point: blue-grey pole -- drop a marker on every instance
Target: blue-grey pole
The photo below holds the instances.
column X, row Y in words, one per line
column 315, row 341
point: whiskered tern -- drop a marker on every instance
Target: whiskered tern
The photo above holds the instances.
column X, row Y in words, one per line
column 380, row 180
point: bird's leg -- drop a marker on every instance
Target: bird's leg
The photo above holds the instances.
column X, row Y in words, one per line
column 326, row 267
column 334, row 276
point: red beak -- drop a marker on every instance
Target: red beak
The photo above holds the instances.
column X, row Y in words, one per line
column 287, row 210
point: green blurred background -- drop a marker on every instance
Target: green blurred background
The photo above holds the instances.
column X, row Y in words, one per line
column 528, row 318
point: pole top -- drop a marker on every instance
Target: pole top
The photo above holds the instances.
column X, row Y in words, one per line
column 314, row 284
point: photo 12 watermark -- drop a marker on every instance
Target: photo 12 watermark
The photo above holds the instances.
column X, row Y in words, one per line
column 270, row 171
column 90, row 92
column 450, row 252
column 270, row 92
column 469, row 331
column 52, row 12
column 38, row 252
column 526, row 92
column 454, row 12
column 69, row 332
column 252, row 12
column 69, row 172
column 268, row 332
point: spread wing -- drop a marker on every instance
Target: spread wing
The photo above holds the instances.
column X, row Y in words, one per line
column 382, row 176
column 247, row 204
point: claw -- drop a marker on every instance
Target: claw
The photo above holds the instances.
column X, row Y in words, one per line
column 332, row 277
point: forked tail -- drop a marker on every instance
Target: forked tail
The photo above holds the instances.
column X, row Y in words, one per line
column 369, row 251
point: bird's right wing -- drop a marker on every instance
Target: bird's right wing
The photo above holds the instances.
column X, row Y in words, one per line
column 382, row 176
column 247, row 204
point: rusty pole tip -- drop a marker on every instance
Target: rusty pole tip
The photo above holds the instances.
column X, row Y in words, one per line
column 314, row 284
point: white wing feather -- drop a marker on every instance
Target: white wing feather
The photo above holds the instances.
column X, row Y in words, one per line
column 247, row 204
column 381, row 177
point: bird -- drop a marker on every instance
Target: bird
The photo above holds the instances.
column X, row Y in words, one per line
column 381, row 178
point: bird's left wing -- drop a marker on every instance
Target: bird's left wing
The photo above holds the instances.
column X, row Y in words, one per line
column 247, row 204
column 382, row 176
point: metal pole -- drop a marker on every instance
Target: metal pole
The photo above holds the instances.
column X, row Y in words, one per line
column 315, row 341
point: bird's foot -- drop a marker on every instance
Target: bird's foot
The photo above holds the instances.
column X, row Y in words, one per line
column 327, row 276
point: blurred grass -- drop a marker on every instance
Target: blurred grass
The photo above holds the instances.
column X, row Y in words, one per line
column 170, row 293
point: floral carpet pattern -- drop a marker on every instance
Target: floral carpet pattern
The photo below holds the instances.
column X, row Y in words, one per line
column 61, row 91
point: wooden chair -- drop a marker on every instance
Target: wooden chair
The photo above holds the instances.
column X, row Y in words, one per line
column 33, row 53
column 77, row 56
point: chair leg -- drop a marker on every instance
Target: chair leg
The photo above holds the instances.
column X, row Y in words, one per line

WORK TO BE COMPLETED: Retype the entries shown above. Keep every word exactly as it is.

EXERCISE RESULT:
point: blue-grey pole -- drop a marker on every instance
Target: blue-grey pole
The photo below holds the instances.
column X, row Y in words, one per line
column 315, row 341
point: whiskered tern -- drop a marker on every instance
Target: whiskered tern
The photo above holds the instances.
column X, row Y in words, one per line
column 380, row 180
point: bird's leg -- drop a marker on every instance
Target: bird's leg
The photo above holds the instances.
column X, row Y in words, one per line
column 326, row 267
column 334, row 276
point: red beak -- drop a marker on every instance
Target: red beak
The photo above holds the instances.
column X, row Y in words, one per line
column 287, row 210
point: green blurred background -- drop a marker on every instance
Target: green blurred background
The photo above holds the instances.
column X, row Y in words, one per line
column 528, row 318
point: pole top -- drop a marker on every instance
Target: pole top
The photo above holds the instances.
column X, row Y in words, one per line
column 314, row 284
point: photo 12 watermark -- drop a marker on every instance
Target: photo 12 watermark
The photo above holds the instances.
column X, row Y in words, one per line
column 270, row 171
column 90, row 92
column 450, row 252
column 270, row 92
column 469, row 331
column 52, row 12
column 38, row 252
column 526, row 92
column 454, row 12
column 69, row 332
column 252, row 12
column 69, row 172
column 268, row 332
point: spread wing -- drop a marker on every instance
Target: spread wing
The photo above holds the instances.
column X, row Y in words, one per line
column 382, row 176
column 247, row 204
point: claw -- drop a marker on every instance
Target: claw
The photo above holds the instances.
column X, row Y in words, one per line
column 332, row 277
point: forked tail -- drop a marker on every instance
Target: forked tail
The photo above holds the instances.
column X, row Y in words, one per line
column 369, row 251
point: bird's right wing -- drop a marker on every instance
Target: bird's right wing
The photo above holds the instances.
column X, row Y in words, one per line
column 382, row 176
column 247, row 204
point: rusty pole tip -- drop a marker on every instance
Target: rusty pole tip
The photo above holds the instances.
column X, row Y in words, one per line
column 314, row 284
point: white wing feather -- drop a marker on every instance
Target: white wing feather
The photo above holds the instances.
column X, row Y in words, one per line
column 247, row 204
column 381, row 177
point: bird -- drop a marker on every instance
Target: bird
The photo above holds the instances.
column X, row Y in words, one per line
column 381, row 178
point: bird's left wing -- drop a marker on every instance
Target: bird's left wing
The photo above holds the instances.
column X, row Y in words, one per line
column 247, row 204
column 382, row 176
point: metal pole -- drop a marker on every instance
Target: metal pole
The photo above holds the instances.
column X, row Y in words, one per line
column 315, row 341
point: bird's foot -- drop a marker on every instance
Target: bird's foot
The photo above holds the instances.
column X, row Y in words, one per line
column 327, row 276
point: blurred grass -- drop a marker on every instance
Target: blurred grass
The photo above holds the instances.
column X, row Y in words, one per line
column 170, row 293
point: floral carpet pattern -- drop a marker on every instance
Target: floral carpet pattern
The photo below holds the instances.
column X, row Y in words, one per line
column 61, row 91
point: wooden chair -- drop a marker on every instance
Target: wooden chair
The photo above holds the instances.
column X, row Y in words, one per line
column 33, row 53
column 77, row 56
point: chair leg -- drop a marker on every instance
Target: chair leg
The photo above holds the instances.
column X, row Y in words, one per line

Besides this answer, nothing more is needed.